### [EXERCISE PROMPT]
Reproduce exactly the lines from the one containing "Prove it: the window" through the last line of the data, both ends included.

(Box-labeled dataset extracts)
————————

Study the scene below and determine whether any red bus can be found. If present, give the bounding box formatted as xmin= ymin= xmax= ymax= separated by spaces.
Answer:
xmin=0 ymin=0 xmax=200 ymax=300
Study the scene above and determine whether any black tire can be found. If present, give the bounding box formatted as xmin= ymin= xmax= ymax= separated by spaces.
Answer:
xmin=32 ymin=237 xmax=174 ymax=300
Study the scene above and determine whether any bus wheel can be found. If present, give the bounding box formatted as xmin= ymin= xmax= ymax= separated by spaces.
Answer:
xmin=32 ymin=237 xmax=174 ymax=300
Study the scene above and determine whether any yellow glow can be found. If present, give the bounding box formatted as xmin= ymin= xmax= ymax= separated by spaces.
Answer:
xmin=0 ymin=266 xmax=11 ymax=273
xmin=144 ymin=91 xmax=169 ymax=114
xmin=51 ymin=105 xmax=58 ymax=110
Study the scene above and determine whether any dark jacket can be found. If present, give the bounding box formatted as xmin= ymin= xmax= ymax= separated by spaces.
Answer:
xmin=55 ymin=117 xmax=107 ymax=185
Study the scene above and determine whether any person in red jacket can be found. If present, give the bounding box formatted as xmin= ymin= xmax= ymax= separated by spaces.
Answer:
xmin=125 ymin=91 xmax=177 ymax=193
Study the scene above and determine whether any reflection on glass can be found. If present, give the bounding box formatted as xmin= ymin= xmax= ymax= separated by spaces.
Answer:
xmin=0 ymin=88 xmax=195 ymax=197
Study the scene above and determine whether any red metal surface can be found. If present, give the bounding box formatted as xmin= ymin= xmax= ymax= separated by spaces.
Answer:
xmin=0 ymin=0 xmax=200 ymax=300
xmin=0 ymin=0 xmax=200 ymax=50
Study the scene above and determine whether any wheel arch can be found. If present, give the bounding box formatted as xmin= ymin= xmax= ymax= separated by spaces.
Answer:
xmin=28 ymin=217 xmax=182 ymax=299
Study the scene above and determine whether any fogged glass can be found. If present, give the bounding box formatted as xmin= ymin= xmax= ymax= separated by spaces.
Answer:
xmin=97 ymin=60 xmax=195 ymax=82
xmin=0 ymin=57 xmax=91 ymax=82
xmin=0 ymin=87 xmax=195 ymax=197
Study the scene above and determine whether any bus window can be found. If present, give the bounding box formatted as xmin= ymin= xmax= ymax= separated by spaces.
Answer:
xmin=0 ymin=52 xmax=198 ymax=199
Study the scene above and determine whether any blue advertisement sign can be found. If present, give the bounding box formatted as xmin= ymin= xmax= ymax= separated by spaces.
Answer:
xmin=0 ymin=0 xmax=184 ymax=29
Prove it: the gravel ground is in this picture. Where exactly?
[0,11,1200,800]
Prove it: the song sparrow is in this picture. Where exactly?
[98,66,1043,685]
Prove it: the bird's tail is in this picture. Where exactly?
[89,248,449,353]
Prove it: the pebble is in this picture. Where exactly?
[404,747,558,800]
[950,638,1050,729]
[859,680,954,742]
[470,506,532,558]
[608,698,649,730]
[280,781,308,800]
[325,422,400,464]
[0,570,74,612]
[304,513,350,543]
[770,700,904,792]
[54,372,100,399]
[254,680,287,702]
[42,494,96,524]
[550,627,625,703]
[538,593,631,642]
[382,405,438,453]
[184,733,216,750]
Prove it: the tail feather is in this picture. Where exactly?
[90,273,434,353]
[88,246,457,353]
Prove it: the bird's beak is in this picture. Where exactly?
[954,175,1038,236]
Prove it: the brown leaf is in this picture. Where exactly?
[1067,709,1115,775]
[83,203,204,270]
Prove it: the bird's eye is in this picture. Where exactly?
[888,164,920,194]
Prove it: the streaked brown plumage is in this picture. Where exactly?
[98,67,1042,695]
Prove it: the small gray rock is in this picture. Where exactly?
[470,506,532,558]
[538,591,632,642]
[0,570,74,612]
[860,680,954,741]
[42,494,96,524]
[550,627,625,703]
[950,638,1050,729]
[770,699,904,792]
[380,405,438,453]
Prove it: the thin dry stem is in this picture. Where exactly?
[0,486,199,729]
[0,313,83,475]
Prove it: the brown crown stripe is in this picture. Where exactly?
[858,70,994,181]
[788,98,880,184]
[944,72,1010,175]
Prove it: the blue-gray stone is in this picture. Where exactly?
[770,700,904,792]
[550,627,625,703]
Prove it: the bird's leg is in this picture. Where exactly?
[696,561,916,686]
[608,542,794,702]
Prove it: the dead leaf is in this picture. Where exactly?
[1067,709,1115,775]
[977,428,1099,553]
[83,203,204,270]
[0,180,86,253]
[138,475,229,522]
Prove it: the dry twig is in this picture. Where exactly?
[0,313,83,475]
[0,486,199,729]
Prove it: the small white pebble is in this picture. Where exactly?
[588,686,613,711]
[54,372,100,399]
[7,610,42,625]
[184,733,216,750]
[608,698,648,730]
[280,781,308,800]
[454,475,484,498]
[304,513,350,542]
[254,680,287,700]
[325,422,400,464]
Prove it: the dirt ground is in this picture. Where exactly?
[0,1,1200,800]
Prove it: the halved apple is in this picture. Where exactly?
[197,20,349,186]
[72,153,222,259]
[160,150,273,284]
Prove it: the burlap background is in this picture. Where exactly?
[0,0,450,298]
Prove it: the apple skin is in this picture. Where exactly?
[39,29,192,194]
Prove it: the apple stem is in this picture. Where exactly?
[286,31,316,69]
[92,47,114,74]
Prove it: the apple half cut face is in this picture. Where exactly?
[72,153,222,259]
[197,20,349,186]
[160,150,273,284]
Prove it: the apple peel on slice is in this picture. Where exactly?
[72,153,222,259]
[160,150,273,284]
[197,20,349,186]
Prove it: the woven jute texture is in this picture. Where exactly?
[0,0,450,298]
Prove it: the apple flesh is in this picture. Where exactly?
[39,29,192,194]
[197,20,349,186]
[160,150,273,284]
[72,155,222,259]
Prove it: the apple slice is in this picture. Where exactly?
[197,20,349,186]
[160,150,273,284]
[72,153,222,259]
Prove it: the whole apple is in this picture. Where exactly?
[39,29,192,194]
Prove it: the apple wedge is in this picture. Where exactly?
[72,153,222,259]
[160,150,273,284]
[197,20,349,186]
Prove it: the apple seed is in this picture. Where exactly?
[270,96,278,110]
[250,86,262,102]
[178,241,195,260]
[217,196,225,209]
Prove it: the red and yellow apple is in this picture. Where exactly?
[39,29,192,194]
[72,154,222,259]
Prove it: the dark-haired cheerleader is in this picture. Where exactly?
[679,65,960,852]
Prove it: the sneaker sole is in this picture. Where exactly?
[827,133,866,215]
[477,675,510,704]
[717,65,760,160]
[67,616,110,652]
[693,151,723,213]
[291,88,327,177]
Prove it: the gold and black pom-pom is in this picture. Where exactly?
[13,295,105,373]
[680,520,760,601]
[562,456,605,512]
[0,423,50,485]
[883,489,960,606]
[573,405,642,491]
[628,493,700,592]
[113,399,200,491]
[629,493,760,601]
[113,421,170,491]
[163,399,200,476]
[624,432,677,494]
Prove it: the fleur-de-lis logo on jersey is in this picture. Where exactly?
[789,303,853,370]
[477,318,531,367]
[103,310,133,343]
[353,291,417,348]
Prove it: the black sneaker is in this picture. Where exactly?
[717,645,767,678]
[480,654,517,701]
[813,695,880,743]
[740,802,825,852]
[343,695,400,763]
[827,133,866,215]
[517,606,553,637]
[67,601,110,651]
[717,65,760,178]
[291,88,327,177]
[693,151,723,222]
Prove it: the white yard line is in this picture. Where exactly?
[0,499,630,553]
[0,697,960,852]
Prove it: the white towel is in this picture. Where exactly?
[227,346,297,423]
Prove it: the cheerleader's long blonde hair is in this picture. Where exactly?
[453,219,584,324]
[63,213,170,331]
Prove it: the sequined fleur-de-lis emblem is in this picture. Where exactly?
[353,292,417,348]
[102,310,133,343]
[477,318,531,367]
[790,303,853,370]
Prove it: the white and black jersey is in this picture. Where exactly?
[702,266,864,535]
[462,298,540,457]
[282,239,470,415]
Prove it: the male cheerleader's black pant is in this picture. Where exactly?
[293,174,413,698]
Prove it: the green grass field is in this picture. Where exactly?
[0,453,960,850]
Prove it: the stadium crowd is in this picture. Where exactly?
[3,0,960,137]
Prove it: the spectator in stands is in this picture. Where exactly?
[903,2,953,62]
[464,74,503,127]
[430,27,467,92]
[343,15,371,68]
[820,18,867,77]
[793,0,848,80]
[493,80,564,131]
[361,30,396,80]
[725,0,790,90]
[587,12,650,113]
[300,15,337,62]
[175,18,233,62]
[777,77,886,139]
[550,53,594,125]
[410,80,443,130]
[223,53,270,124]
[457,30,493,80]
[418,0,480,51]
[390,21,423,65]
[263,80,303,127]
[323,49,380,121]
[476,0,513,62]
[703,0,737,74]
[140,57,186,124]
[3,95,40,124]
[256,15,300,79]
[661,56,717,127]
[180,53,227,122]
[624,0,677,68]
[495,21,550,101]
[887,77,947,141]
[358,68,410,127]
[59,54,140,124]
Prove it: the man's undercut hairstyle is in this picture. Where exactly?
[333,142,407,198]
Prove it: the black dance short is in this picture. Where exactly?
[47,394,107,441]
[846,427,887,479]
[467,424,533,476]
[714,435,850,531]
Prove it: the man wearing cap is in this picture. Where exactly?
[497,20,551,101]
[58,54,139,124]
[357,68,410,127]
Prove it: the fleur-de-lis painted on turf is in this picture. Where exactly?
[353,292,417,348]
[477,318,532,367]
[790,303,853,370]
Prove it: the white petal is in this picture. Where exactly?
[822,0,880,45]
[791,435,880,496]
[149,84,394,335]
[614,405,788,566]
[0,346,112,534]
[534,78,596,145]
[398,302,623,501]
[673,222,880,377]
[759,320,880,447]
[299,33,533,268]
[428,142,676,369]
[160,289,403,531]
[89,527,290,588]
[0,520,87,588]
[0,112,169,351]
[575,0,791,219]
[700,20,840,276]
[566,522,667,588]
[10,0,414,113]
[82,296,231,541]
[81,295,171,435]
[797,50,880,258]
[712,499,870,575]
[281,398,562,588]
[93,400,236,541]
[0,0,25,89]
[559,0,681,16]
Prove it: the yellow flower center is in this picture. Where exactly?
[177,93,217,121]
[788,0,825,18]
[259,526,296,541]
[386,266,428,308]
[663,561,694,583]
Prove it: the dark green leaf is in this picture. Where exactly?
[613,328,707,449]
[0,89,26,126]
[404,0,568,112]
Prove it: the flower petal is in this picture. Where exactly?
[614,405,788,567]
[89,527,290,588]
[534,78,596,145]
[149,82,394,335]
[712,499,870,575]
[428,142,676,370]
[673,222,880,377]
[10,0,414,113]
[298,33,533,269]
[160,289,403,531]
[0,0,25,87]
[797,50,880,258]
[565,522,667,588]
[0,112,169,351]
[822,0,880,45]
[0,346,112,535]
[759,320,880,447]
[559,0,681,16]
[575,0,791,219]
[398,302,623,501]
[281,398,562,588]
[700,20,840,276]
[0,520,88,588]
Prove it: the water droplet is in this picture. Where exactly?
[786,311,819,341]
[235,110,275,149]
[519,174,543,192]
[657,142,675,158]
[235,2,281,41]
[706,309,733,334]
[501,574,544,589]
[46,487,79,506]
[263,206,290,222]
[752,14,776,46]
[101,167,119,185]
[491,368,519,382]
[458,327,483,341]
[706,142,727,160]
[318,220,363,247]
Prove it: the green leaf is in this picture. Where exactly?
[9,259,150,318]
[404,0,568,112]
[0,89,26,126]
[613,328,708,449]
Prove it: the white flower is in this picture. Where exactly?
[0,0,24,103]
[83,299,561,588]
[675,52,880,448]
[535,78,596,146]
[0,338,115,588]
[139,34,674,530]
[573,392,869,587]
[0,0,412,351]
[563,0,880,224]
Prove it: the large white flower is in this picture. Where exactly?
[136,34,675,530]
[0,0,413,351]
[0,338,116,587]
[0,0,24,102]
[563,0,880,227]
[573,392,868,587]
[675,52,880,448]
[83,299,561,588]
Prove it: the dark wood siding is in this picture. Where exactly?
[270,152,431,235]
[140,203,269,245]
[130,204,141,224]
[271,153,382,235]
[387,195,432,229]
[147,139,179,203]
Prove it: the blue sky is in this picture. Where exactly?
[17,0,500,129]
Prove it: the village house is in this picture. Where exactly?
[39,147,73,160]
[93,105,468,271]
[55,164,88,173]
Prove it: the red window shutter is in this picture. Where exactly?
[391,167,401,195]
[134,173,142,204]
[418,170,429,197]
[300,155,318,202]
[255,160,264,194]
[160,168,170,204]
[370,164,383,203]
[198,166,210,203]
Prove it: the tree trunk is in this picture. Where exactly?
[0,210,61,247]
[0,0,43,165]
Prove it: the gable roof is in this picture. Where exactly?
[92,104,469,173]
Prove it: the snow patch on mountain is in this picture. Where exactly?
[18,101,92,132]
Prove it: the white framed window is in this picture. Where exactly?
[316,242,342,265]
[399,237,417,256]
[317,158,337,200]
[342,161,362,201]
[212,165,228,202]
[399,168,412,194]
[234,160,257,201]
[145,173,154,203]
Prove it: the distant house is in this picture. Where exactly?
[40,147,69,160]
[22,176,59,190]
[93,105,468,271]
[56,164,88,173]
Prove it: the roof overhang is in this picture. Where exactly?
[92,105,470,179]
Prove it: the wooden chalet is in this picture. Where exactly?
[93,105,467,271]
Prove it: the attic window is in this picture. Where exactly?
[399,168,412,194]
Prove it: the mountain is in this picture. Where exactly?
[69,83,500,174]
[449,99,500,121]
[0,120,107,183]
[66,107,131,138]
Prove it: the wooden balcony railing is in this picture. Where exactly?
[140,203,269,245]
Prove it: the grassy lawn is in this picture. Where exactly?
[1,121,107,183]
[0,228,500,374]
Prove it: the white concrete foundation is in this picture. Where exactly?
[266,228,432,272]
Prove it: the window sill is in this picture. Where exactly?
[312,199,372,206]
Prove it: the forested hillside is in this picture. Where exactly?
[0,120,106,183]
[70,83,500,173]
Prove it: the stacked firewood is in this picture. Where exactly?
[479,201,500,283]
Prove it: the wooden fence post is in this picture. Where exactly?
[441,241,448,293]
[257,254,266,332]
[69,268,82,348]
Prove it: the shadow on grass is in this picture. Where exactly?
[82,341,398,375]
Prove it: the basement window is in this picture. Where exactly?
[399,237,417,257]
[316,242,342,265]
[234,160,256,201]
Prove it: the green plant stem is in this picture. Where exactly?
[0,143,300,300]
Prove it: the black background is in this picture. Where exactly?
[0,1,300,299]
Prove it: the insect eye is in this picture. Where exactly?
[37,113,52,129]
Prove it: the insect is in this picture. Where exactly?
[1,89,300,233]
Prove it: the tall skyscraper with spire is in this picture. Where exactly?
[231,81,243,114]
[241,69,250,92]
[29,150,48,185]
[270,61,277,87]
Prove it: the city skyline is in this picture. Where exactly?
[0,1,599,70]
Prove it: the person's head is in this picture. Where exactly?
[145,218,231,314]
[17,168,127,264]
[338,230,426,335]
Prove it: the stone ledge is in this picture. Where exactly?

————————

### [SOLUTION TO THE PROBLEM]
Prove it: the window sill is in this picture. Where exactly?
[312,199,372,206]
Prove it: the forested hillside is in this picture. Where exactly?
[0,120,106,183]
[70,83,500,173]
Prove it: the stacked firewood is in this picture. Where exactly?
[479,201,500,283]
Prove it: the wooden fence post is in this picture. Where exactly?
[441,241,448,293]
[257,254,266,332]
[69,268,82,348]
Prove it: the shadow on grass is in this picture. Where exactly?
[82,341,398,375]
Prove it: the basement window is in this picture. Where exactly?
[399,237,417,257]
[316,242,342,265]
[234,160,256,201]
Prove it: the green plant stem is in this picture. Where exactly?
[0,143,300,300]
Prove it: the black background is in this picture. Where exactly?
[0,1,300,299]
Prove it: the insect eye is in this picture. Where exactly?
[37,113,52,129]
Prove it: the insect is in this picture. Where exactly?
[1,89,300,233]
Prove it: the tall skyscraper with spire is in this picture. Where exactly?
[231,81,243,114]
[241,69,250,92]
[29,150,48,185]
[270,61,277,87]
Prove it: the city skyline is in this picture. Where exactly?
[0,1,599,70]
Prove it: the person's head is in this picture. Where exactly?
[145,218,231,314]
[17,168,127,264]
[338,230,426,335]
Prove it: the stone ledge is in this picture. Where exactly?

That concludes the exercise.